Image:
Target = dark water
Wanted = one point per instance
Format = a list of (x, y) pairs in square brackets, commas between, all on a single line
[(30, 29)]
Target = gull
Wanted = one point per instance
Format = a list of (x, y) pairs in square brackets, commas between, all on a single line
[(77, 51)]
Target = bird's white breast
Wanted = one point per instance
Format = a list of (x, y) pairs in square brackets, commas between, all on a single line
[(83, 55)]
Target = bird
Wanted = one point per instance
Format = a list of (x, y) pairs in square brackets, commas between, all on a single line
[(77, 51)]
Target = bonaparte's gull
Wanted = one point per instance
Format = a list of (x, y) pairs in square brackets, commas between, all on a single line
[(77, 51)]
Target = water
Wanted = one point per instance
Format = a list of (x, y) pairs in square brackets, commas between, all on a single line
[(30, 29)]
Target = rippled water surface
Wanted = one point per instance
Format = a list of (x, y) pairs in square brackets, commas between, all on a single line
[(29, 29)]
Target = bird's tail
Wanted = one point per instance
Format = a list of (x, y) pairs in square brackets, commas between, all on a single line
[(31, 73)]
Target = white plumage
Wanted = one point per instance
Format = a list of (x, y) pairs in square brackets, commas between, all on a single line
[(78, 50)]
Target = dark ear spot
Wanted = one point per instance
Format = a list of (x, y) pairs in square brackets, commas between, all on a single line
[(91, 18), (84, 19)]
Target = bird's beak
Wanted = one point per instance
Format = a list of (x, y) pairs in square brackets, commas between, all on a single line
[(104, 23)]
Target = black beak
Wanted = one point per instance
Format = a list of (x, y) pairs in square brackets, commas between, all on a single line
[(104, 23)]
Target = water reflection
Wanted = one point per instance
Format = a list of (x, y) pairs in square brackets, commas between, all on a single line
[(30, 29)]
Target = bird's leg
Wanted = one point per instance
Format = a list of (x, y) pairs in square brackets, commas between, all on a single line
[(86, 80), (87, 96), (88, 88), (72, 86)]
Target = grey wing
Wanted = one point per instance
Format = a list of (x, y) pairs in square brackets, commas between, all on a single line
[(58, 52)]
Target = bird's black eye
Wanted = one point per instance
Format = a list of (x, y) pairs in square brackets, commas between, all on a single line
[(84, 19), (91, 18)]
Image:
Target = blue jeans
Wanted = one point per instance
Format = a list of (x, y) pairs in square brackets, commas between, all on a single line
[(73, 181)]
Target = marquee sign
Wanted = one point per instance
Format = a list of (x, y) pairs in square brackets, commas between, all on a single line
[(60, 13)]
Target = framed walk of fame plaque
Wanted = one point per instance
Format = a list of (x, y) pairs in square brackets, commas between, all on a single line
--*--
#### [What is required]
Every record above must be duplicated exactly.

#### [Finished answer]
Image:
Target = dark water
Wanted = one point per instance
Format = a list of (x, y) pairs in square brackets, commas between, all on a single line
[(30, 29)]
Target = gull
Wanted = one point per instance
Format = a list of (x, y) pairs in square brackets, commas between, all on a single line
[(77, 51)]
Target = bird's white breast
Wanted = one point per instance
Format = a list of (x, y) pairs in square brackets, commas between, all on a single line
[(83, 55)]
Target = bird
Wanted = one point per instance
Format = a list of (x, y) pairs in square brackets, commas between, all on a single line
[(77, 51)]
Target = bonaparte's gull
Wanted = one point per instance
Format = a list of (x, y) pairs in square brackets, commas between, all on a single line
[(77, 51)]
Target = water
Wanted = one point per instance
Format = a list of (x, y) pairs in square brackets, commas between, all on a single line
[(30, 29)]
Target = rippled water surface
Wanted = one point per instance
Format = a list of (x, y) pairs in square brackets, commas between, all on a single line
[(29, 29)]
Target = bird's tail
Wanted = one point per instance
Format = a list of (x, y) pairs in square brackets, commas between, all on a single line
[(31, 73)]
Target = white plumage
Wanted = one point per instance
Format = a list of (x, y) pairs in square brackets, commas between, all on a single line
[(78, 50)]
Target = dark ear spot
Wanted = one point per instance
Format = a list of (x, y) pairs in square brackets, commas between, all on a single line
[(91, 18), (84, 19)]
Target = bird's beak
Wanted = one point per instance
Format = a list of (x, y) pairs in square brackets, commas between, all on a single line
[(104, 23)]
Target = black beak
Wanted = one point per instance
Format = a list of (x, y) pairs in square brackets, commas between, all on a single line
[(104, 23)]
Target = water reflection
Wanted = one point per instance
Format = a list of (x, y) pairs in square brackets, commas between, all on a single line
[(30, 29)]
Target = bird's leg
Wanted = one point per instance
Format = a list of (x, y) pairs in square brackets, commas between, all on a single line
[(86, 80), (87, 96), (88, 88), (72, 86)]
Target = grey wing
Wanted = one point per instance
Format = a list of (x, y) pairs in square brackets, commas between, all on a single line
[(58, 52)]
Target = bird's black eye
Wanted = one point per instance
Format = a list of (x, y) pairs in square brackets, commas between, all on a single line
[(84, 19), (91, 18)]
Image:
Target = blue jeans
Wanted = one point per instance
Format = a list of (x, y) pairs in square brackets, commas between, all on a single line
[(73, 181)]
Target = marquee sign
Wanted = one point per instance
Format = a list of (x, y) pairs in square brackets, commas between, all on a single line
[(60, 13)]
Target = framed walk of fame plaque
Wanted = one point per instance
Format = a list of (x, y) pairs in square brackets, commas between, all on a single line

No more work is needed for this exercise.